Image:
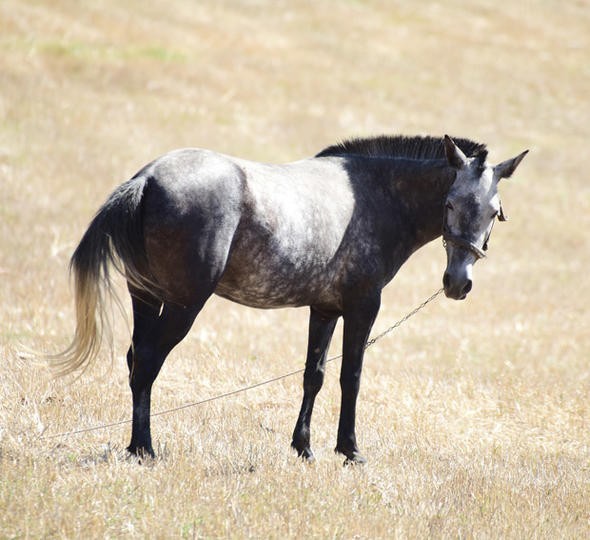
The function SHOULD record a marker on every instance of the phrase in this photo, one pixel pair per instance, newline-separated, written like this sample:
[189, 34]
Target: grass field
[475, 416]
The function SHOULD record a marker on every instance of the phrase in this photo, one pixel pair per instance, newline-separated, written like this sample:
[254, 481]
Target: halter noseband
[465, 244]
[479, 253]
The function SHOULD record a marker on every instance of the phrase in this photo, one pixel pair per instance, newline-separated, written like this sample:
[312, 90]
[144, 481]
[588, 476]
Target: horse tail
[114, 238]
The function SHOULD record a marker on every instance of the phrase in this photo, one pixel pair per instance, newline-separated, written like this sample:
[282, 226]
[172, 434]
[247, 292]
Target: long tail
[114, 238]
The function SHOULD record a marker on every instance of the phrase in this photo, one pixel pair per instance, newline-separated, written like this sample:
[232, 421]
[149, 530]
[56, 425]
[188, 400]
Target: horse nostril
[467, 287]
[446, 280]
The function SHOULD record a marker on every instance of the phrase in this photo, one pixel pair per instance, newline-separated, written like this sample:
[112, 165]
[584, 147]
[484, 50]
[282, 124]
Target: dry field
[475, 415]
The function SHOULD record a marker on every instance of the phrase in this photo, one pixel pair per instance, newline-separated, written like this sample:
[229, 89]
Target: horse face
[471, 208]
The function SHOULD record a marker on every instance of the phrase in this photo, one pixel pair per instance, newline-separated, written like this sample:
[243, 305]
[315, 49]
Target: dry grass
[474, 416]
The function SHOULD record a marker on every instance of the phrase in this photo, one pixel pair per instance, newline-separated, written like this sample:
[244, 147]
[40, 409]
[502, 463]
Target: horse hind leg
[155, 334]
[321, 329]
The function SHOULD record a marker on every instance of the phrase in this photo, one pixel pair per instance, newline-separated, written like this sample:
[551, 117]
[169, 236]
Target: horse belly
[268, 274]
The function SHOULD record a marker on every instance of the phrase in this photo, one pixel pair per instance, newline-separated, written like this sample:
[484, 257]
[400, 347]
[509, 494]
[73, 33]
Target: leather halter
[479, 253]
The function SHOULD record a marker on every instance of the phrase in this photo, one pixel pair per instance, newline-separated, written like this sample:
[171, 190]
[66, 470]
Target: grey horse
[328, 232]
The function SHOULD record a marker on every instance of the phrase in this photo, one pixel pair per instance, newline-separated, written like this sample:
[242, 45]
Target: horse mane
[403, 147]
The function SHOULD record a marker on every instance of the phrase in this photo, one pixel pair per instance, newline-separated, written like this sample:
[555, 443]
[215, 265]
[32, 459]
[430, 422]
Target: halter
[479, 253]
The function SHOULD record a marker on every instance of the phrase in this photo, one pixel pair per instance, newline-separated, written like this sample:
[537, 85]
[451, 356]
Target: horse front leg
[357, 327]
[321, 329]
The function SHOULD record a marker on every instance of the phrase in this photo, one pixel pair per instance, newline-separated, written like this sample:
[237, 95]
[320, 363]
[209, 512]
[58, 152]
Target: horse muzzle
[457, 284]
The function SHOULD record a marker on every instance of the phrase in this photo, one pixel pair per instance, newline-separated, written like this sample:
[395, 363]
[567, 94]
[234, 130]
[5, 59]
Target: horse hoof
[357, 459]
[306, 455]
[141, 453]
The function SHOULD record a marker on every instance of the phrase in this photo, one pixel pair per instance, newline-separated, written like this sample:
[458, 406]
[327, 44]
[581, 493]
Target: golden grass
[474, 415]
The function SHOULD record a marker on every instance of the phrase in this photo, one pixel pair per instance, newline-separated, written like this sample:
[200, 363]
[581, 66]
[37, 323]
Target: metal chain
[403, 319]
[251, 387]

-- ACTIVITY --
Give back the listing exactly, with the pictures removed.

-- SOLUTION TO THIS EXERCISE --
Image:
The function SHOULD record a marker on every instance of the phrase in this photo, one pixel pair per instance, newline-separated, written like this sample:
[189, 34]
Target: grass field
[475, 416]
The function SHOULD record a marker on every instance of the phrase in this photo, one pixel pair per instance, newline-separated, written like this sample:
[254, 481]
Target: halter noseband
[465, 244]
[479, 253]
The function SHOULD record a marker on every instance of the phrase in this photo, one pixel pair per instance, newline-separated, written like this sample:
[312, 90]
[144, 481]
[588, 476]
Target: horse tail
[114, 238]
The function SHOULD record a marker on every instance of the phrase in this photo, one pixel pair per instance, newline-separated, written like this sample:
[282, 226]
[172, 434]
[247, 292]
Target: long tail
[114, 238]
The function SHOULD record a marker on every instance of the phrase in this photo, one pixel pair per instance, newline-separated, written like this sample:
[232, 421]
[149, 530]
[56, 425]
[188, 400]
Target: horse nostril
[467, 287]
[446, 280]
The function SHOULD record a marker on every instance of the phrase in this photo, one pixel pair per instance, newline-separated, written like this sample:
[112, 165]
[584, 147]
[484, 50]
[282, 124]
Target: dry field
[475, 415]
The function SHOULD record a marker on every instance of the phrase in this photo, one pixel pair per instance, newline-separated, written like this sample:
[229, 89]
Target: horse face
[471, 208]
The function SHOULD record a marker on every instance of the phrase in this photo, one pixel pair per instance, newline-separated, written like this sample:
[243, 305]
[315, 49]
Target: dry grass
[474, 416]
The function SHOULD record a marker on every instance of the phrase in this photo, one pixel pair per instance, newline-separated, written like this sample:
[244, 147]
[40, 409]
[502, 463]
Target: horse hind leg
[155, 334]
[321, 329]
The function SHOULD record a marker on every instance of the phrase in this photo, one pixel pair per instance, newline-separated, written like this sample:
[551, 117]
[169, 236]
Target: horse belly
[268, 274]
The function SHOULD record a marker on every instance of the phrase in this photo, one pixel pair per instance, newline-separated, written like this sample:
[484, 257]
[400, 347]
[509, 494]
[73, 33]
Target: leather halter
[479, 253]
The function SHOULD record a marker on every instance of the phrase in this photo, one pixel pair per instance, newline-separated, written like this sample:
[171, 190]
[66, 470]
Target: grey horse
[328, 232]
The function SHOULD record a marker on every instance of the phrase in this photo, one pixel pair per instance, newline-separated, written like this sample:
[242, 45]
Target: horse mane
[403, 147]
The function SHOULD record a marker on every instance of the phrase in this photo, one pixel pair per instance, newline-separated, written like this sample:
[555, 443]
[215, 265]
[32, 459]
[430, 422]
Target: halter
[479, 253]
The function SHOULD record a marker on every instance of the phrase in this photo, one pixel pair per instance, newline-separated, written like this sample:
[537, 85]
[451, 356]
Target: horse front leg
[357, 327]
[321, 329]
The function SHOULD record a marker on every instance of the phrase in this photo, one pixel pair per instance, newline-separated, written like this sample:
[237, 95]
[320, 363]
[209, 512]
[58, 152]
Target: horse muzzle
[457, 284]
The function SHOULD record a marker on every instance of the phrase in this photo, one pixel pair per instance, newline-separated, written like this sample:
[395, 363]
[567, 94]
[234, 130]
[5, 59]
Target: horse hoof
[357, 459]
[306, 455]
[141, 453]
The function SHOULD record a marker on every instance of the phrase in this photo, one pixel pair per instance, newline-separated, written like this sample:
[458, 406]
[327, 44]
[581, 493]
Target: golden grass
[474, 415]
The function SHOULD record a marker on every instance of the phrase in this photo, one pixel pair per instance, newline-separated, written like this sample:
[200, 363]
[581, 66]
[37, 323]
Target: metal chain
[403, 319]
[251, 387]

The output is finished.